*Task directions*: Which lines in the records below contain the word "charles"? Pull out each of those lines in full.

*Raw data*:
_____

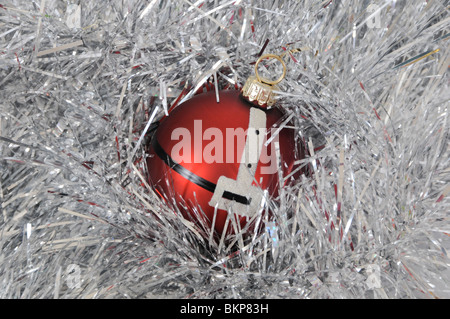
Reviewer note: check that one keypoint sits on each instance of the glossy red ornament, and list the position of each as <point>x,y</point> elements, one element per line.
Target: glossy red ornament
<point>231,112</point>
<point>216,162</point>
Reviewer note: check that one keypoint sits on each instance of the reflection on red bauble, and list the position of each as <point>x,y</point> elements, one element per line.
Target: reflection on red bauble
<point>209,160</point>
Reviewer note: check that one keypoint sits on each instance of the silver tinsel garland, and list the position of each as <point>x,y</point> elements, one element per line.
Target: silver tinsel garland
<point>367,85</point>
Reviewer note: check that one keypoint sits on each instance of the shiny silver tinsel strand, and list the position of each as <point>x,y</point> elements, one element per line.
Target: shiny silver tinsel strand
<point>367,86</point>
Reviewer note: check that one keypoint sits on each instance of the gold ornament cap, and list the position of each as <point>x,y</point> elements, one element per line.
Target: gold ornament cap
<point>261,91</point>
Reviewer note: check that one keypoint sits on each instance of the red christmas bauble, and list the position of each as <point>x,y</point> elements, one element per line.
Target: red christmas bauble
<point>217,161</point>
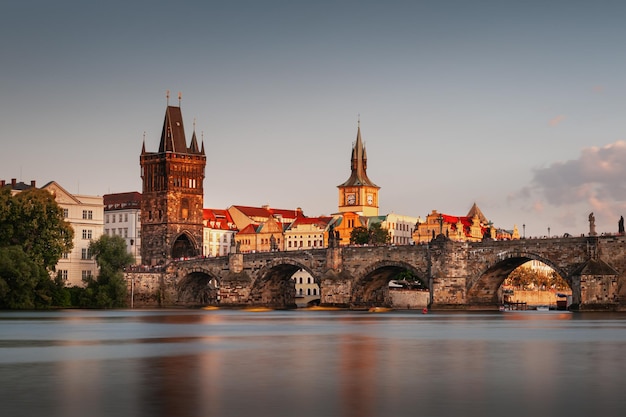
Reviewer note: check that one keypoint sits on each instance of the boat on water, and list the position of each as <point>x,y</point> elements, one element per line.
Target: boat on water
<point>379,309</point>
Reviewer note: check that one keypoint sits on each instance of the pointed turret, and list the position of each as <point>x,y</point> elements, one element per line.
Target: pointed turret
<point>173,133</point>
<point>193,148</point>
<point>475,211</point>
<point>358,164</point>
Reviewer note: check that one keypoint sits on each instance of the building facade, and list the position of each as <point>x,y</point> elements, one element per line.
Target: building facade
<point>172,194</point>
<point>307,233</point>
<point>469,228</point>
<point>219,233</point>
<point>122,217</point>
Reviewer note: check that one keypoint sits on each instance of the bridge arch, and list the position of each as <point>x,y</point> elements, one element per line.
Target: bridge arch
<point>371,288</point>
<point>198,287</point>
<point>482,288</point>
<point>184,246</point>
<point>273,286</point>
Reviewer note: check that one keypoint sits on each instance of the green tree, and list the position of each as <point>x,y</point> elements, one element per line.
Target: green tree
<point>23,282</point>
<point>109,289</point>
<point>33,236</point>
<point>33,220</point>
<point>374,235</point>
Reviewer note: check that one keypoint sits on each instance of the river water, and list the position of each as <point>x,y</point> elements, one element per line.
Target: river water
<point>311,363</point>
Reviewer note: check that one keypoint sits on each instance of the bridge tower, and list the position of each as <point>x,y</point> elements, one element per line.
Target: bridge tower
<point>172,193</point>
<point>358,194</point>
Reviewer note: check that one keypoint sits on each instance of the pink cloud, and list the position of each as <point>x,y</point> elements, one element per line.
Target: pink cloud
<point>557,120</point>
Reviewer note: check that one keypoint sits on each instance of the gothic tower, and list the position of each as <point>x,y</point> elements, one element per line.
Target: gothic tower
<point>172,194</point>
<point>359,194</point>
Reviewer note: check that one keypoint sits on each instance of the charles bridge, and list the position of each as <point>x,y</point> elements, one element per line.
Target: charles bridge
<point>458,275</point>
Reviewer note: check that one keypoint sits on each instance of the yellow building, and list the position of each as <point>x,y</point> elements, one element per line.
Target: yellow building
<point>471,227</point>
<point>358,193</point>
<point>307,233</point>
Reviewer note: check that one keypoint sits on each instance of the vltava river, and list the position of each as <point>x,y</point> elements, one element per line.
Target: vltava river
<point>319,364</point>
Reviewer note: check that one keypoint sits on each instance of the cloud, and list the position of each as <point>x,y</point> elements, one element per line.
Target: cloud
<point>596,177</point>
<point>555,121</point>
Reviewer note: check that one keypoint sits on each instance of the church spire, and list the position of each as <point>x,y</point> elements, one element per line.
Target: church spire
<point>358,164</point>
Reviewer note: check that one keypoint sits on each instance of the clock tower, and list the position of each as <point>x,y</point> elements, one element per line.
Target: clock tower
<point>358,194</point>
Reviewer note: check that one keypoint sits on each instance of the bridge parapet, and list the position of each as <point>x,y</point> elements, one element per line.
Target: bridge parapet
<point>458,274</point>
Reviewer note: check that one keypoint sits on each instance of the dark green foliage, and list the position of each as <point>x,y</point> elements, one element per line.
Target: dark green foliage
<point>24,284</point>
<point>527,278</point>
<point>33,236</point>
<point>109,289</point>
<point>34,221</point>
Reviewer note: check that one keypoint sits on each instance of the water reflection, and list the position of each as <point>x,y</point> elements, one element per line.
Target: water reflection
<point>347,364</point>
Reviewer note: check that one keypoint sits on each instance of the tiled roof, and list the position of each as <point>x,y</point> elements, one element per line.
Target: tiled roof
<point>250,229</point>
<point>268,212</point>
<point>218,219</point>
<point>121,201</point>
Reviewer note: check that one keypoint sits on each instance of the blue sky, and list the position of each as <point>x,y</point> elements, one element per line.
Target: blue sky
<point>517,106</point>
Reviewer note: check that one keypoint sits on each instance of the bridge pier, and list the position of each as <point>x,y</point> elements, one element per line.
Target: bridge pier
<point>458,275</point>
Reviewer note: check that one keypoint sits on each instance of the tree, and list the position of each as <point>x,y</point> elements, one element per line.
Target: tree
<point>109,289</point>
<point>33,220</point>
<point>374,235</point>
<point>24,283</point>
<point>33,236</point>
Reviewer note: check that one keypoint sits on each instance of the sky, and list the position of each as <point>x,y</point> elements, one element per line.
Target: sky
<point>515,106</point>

_____

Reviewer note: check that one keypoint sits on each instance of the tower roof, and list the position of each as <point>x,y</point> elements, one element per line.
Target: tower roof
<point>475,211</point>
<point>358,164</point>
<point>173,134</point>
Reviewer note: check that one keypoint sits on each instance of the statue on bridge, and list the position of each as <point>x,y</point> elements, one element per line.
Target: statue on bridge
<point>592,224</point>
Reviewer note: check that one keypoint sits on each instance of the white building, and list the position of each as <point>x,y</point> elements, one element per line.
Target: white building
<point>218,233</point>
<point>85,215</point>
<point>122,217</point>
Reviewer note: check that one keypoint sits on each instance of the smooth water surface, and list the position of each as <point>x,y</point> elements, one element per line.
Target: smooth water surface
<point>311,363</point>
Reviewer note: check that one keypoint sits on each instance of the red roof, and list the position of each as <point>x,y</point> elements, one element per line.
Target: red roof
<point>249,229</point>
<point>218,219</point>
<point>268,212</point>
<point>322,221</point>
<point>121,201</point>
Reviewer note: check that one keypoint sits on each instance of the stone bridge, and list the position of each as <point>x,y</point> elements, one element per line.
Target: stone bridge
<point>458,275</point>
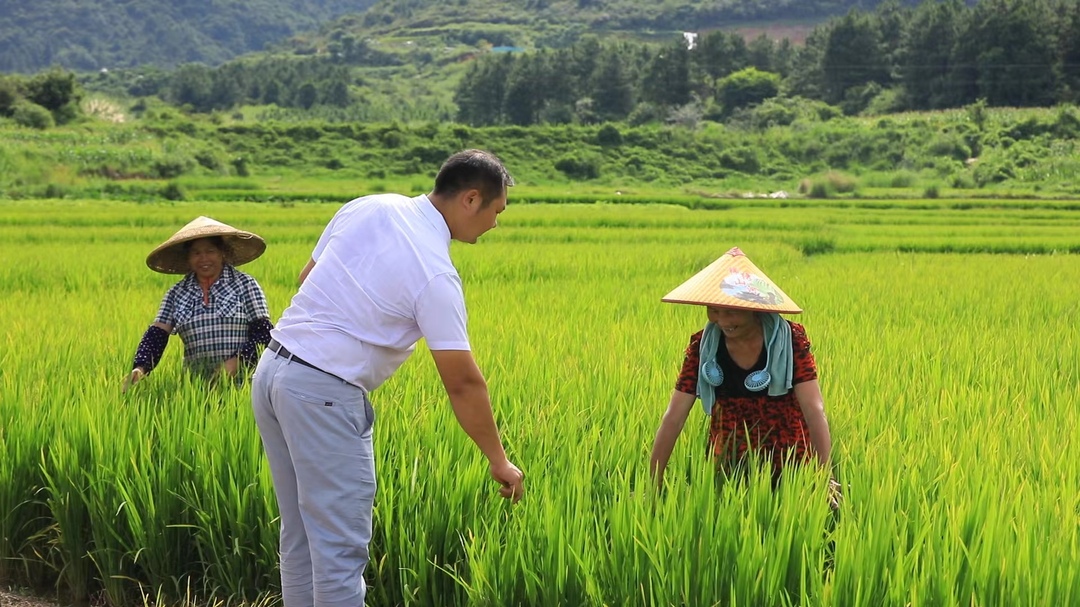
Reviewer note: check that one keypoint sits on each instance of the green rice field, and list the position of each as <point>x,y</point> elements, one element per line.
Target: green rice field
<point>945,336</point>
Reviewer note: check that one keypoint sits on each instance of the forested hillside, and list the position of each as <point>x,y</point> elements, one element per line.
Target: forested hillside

_____

*Completed task*:
Reviewer note: check that one keypoint sits on each instance of the charles bridge, and list the position of each as <point>x,y</point> elements, one element per line.
Target: charles bridge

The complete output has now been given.